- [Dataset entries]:
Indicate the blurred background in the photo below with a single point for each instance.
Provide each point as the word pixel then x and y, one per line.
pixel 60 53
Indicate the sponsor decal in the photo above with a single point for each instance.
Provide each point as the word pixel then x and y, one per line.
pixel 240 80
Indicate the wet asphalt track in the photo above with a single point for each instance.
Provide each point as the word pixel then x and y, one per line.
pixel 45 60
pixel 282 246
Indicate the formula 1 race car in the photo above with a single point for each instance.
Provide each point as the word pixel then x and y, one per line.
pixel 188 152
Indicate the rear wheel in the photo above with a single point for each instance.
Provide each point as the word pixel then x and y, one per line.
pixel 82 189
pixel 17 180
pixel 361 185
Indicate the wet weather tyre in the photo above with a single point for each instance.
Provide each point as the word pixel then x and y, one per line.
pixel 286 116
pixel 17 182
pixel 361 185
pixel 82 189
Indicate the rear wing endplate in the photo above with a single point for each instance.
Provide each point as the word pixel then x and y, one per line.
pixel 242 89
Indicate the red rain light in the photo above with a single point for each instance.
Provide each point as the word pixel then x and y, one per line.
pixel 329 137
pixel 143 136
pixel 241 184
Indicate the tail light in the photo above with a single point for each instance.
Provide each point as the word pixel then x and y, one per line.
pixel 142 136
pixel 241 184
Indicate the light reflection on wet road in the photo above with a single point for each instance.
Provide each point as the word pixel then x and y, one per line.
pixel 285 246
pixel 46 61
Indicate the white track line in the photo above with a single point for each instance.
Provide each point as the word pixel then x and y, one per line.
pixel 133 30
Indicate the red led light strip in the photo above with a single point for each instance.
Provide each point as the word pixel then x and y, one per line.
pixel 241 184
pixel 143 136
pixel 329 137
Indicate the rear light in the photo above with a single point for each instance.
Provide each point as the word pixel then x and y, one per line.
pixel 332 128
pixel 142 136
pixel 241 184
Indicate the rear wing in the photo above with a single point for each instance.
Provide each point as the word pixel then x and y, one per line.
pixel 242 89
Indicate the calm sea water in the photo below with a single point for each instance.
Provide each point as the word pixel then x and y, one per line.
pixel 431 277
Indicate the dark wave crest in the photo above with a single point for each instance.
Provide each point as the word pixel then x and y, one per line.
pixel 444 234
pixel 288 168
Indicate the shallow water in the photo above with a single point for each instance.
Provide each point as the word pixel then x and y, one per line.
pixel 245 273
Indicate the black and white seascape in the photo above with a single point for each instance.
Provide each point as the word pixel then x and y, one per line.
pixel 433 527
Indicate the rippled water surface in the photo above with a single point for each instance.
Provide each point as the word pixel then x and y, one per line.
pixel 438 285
---
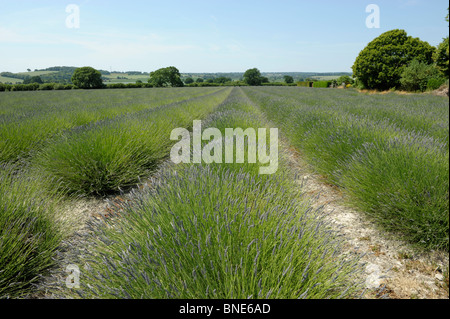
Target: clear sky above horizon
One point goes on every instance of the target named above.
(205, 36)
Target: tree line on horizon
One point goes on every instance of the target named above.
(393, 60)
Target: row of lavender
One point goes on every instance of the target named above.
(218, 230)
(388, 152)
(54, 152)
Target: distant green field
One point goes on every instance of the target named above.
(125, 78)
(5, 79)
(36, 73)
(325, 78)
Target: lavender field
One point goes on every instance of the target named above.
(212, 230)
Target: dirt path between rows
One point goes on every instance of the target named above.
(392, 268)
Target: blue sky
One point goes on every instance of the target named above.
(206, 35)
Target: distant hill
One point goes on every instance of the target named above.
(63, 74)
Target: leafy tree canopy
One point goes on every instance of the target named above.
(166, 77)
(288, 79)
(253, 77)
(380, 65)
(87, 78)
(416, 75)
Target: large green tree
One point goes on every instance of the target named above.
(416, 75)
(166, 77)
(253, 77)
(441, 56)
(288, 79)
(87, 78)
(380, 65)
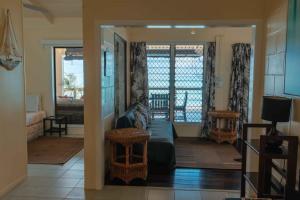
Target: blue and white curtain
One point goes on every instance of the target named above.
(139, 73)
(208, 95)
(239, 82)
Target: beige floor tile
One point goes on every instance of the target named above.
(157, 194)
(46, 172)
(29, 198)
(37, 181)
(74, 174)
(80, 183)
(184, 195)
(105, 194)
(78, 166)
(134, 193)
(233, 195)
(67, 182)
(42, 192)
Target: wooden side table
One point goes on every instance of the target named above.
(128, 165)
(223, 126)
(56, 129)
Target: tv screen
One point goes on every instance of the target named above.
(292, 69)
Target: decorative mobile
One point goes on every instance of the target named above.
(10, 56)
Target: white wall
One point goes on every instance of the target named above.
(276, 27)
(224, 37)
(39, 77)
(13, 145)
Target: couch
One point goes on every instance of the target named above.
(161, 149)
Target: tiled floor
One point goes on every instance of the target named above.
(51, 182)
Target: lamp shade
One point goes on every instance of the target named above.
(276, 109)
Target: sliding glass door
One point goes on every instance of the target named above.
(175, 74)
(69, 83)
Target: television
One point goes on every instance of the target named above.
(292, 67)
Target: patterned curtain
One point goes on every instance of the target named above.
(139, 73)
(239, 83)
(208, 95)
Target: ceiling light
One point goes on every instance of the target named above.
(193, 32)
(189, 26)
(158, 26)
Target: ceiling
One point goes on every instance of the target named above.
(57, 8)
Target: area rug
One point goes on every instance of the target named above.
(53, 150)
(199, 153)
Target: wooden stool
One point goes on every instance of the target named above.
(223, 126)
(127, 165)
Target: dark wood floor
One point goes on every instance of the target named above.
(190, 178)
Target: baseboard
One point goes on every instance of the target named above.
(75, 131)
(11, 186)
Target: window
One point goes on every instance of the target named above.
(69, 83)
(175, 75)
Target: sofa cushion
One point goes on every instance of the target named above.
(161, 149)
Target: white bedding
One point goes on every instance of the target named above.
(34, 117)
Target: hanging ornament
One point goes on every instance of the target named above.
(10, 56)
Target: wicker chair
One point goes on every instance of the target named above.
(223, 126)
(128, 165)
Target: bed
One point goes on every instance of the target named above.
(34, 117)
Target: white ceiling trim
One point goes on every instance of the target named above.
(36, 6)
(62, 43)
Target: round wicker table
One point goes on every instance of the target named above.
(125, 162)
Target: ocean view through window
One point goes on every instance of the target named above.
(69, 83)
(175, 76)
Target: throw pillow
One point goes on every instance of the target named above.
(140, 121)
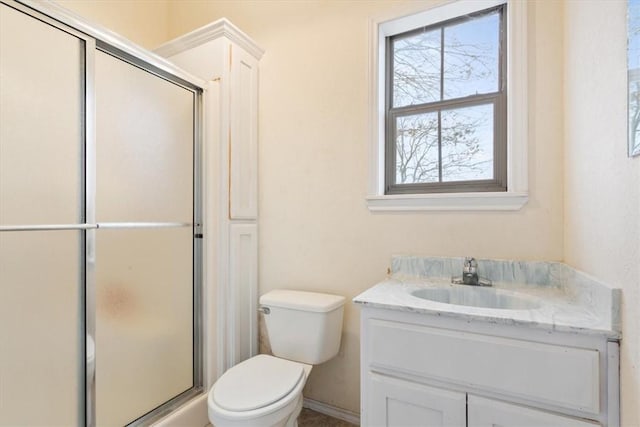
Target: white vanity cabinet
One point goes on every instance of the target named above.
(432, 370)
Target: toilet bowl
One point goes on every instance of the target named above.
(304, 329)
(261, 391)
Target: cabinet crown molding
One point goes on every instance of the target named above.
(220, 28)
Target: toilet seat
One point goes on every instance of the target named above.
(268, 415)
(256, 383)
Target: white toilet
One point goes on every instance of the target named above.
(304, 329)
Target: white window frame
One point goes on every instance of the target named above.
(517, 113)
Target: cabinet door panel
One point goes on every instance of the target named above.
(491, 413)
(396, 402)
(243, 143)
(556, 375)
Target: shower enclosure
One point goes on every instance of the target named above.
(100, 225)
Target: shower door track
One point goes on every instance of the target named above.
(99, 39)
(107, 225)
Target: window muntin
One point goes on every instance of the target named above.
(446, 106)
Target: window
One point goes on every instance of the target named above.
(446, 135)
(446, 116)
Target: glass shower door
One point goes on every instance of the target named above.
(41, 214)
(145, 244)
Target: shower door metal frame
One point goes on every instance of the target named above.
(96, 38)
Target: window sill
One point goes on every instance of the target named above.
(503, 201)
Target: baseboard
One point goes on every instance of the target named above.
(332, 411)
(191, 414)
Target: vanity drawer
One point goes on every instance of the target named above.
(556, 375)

- [Work order]:
Set down, from the entries above, exactly the lines from the one with "Indicate the blurred" up to and including the one with "Indicate the wet weather", and no other lines.

- [Output for this exercise]:
Indicate the blurred background in the photo below with a single point for each instance.
Provide each point as the word pixel then x and y, one per line.
pixel 60 53
Indicate the sponsor decal in the photo above with a single point for each instance.
Provide each point as the word pixel then x and y, one per line.
pixel 240 80
Indicate the wet asphalt track in the photo above with a single point for each instance.
Provide each point as the word pixel then x and y, one per line.
pixel 45 60
pixel 282 246
Indicate the formula 1 race car in the photo above with a single point for each instance.
Provide each point as the word pixel then x and y, one per line.
pixel 188 152
Indicate the rear wheel in the photo above with a single point for each instance.
Provide each point as the word pixel then x and y, one per line.
pixel 82 189
pixel 17 180
pixel 361 185
Indicate the wet weather tyre in the photo above with a single point for each instance.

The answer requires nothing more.